Task requirements:
Copy the entries below from the first line through the line that contains "389 316 432 339", keeping the labeling directions as they are. In the answers, multiply each box coordinate by 1.7 and round to a whole number, with halves rounding up.

* Start Material to process *

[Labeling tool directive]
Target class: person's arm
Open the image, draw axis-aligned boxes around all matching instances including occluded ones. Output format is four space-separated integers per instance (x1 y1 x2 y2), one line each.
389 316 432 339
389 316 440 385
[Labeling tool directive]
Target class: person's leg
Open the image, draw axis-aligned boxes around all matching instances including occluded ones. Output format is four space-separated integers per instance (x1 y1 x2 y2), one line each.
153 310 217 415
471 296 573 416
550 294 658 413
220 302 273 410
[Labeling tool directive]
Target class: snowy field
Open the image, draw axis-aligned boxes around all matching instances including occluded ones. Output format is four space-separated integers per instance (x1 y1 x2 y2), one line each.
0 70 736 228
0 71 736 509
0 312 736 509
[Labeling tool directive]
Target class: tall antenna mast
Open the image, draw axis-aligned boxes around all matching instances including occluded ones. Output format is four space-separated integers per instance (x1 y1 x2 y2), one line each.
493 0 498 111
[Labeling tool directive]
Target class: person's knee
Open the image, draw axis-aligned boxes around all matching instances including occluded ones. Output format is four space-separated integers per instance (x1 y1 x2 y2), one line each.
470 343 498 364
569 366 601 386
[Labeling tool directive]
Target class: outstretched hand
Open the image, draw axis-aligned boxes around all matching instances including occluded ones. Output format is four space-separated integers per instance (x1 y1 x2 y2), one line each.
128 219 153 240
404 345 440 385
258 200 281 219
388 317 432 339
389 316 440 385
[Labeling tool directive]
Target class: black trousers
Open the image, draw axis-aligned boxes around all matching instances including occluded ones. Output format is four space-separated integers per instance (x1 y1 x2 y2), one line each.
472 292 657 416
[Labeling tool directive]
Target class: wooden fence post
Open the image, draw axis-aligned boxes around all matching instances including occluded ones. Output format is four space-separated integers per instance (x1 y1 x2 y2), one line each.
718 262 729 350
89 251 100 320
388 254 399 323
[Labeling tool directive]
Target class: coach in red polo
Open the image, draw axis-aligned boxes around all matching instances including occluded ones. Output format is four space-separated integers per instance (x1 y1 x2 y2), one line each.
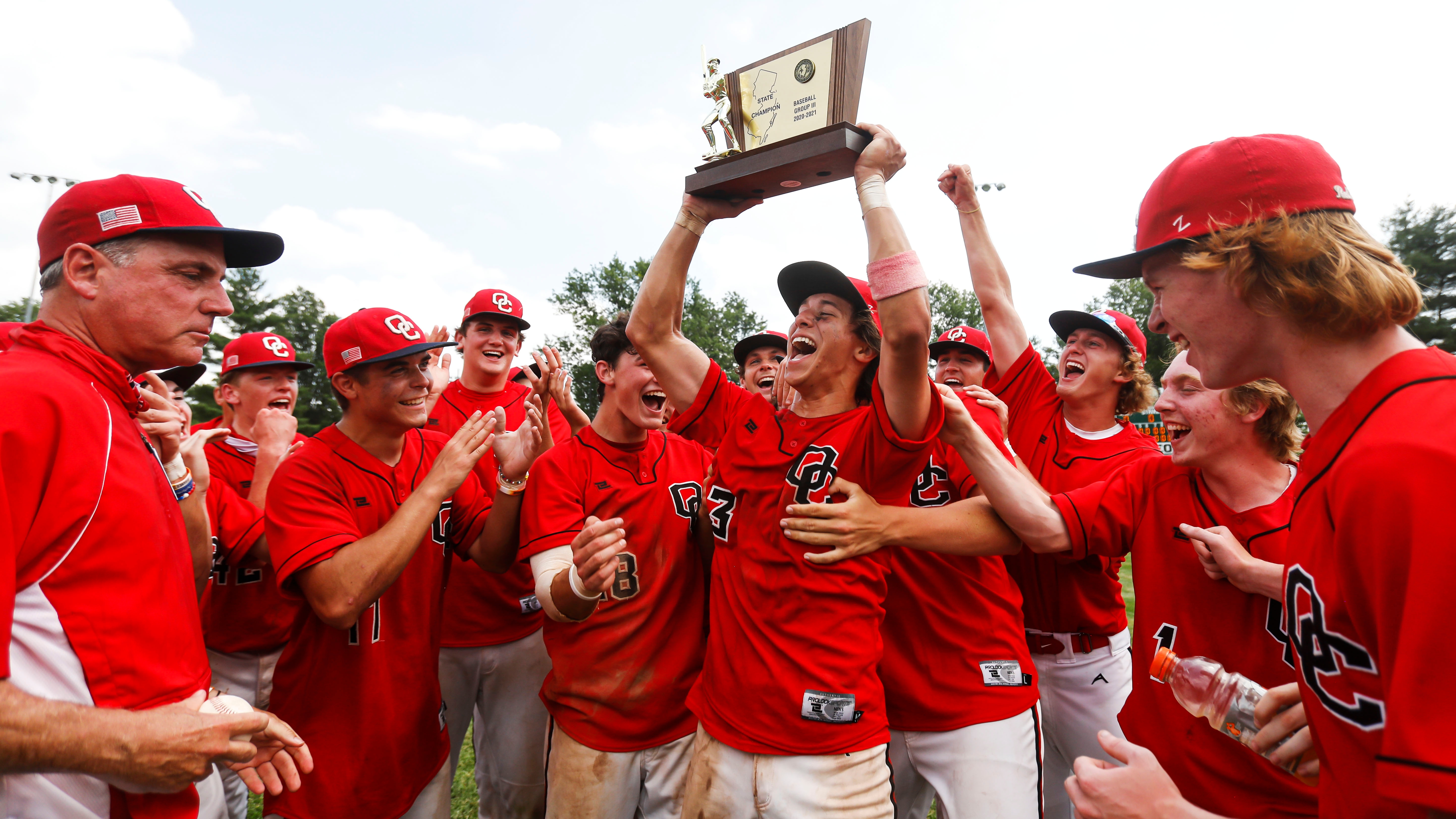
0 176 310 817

* End Material to process *

Task solution:
[Labeling tool directive]
Target class: person's arm
Open the image, draw axis-aligned boxes around all matching instances including occluded ones. Output format is four space-separated integers per instance (x1 y1 x2 y2), one line each.
661 537 734 576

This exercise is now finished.